[Data extracted from a collection]
.....

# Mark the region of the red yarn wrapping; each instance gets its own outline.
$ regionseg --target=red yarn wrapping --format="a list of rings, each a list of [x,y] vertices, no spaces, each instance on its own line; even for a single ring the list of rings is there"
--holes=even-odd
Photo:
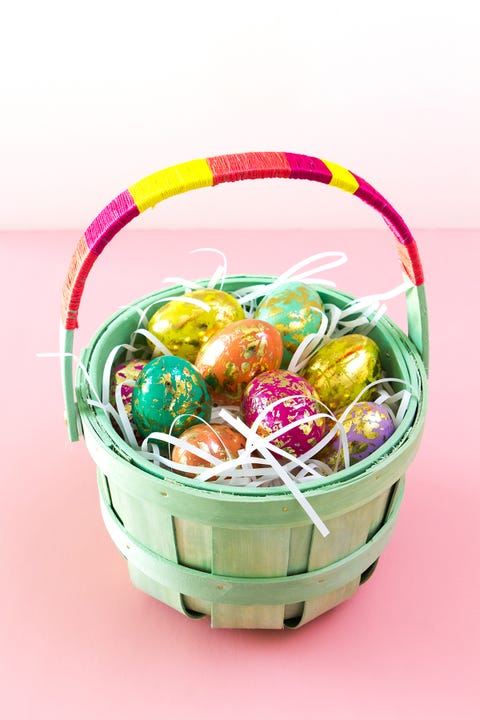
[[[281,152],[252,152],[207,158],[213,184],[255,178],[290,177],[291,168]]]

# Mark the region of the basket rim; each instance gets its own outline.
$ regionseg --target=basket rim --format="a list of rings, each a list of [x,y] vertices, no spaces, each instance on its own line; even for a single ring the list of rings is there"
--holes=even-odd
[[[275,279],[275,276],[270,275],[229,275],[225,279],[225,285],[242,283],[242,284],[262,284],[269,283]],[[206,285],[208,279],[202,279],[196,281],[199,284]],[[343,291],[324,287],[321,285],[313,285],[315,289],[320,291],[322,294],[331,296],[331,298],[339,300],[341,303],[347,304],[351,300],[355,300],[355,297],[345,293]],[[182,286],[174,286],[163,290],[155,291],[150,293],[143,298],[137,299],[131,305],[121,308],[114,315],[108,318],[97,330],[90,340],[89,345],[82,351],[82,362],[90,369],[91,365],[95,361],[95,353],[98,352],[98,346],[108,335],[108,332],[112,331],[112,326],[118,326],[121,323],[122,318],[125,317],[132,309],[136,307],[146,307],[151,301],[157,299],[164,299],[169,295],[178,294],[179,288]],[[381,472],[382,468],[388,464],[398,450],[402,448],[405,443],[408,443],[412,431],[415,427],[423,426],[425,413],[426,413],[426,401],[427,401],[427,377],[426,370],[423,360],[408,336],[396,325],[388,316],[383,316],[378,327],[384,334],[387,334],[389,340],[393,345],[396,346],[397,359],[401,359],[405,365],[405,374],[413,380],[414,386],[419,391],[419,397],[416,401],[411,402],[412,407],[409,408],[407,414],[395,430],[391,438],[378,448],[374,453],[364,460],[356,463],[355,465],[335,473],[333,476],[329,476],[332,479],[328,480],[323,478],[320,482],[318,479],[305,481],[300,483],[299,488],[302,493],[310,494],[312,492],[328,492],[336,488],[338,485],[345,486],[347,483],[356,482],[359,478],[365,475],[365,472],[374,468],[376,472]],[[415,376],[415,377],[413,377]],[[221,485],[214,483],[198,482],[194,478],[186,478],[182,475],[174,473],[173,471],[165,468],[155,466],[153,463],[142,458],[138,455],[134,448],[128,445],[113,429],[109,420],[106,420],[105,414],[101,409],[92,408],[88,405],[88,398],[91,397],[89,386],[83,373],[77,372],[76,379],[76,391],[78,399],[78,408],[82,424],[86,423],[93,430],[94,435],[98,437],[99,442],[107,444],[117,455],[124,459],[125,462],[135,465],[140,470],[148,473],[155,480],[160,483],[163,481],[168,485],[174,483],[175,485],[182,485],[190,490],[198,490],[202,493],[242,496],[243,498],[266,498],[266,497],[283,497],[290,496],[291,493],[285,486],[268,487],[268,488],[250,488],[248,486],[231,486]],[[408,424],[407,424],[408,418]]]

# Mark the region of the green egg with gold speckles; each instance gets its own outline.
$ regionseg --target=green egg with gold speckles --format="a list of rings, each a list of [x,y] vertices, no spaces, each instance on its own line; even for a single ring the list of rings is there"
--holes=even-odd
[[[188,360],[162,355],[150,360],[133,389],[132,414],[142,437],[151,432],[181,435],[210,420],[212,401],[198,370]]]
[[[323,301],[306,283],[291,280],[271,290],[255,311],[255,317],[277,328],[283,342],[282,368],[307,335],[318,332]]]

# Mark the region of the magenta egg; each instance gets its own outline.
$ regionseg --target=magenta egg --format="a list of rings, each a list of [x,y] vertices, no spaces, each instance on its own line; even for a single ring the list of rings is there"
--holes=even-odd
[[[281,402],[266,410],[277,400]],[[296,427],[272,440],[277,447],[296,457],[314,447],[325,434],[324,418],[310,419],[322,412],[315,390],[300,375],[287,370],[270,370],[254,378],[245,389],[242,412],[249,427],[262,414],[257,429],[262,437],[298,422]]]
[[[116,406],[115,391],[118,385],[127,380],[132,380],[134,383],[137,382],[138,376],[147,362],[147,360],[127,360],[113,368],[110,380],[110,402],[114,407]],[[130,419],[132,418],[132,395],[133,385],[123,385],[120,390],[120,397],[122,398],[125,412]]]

.....

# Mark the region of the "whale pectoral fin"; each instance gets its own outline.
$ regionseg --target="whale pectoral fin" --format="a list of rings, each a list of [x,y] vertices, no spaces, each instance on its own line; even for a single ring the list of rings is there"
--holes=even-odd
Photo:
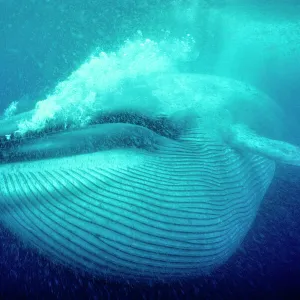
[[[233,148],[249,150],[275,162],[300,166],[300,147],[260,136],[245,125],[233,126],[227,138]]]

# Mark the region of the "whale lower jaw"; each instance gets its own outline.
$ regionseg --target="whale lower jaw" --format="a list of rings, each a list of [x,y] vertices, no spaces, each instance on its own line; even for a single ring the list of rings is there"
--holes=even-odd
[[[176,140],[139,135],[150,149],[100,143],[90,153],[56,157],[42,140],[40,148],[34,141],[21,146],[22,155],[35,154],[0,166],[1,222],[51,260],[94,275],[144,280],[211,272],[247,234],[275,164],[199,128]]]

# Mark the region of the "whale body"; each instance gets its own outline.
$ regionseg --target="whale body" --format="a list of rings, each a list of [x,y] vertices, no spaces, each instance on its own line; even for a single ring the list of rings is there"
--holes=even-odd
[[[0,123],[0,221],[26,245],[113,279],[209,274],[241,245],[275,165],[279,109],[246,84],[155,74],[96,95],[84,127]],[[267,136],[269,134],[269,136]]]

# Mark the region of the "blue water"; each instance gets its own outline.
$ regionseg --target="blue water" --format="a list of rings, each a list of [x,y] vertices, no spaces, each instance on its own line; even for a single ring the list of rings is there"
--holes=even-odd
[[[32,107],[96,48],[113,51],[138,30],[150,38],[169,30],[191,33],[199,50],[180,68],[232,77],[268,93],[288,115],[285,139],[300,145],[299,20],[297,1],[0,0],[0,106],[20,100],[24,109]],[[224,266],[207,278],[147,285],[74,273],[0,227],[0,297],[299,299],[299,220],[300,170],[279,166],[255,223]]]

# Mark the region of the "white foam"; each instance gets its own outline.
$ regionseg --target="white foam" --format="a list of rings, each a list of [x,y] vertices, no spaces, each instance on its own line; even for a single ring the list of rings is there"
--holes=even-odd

.....

> **Aim of the task**
Show, from the entries above, every line that includes the string "blue".

> **Exercise response**
# Mark the region of the "blue water"; each instance gets its own outline.
$ regionseg --target="blue water" --format="a list of rings, each a list of [x,y] vertices, no spaces, each instance on its own line; even for a single ring the list of rings is there"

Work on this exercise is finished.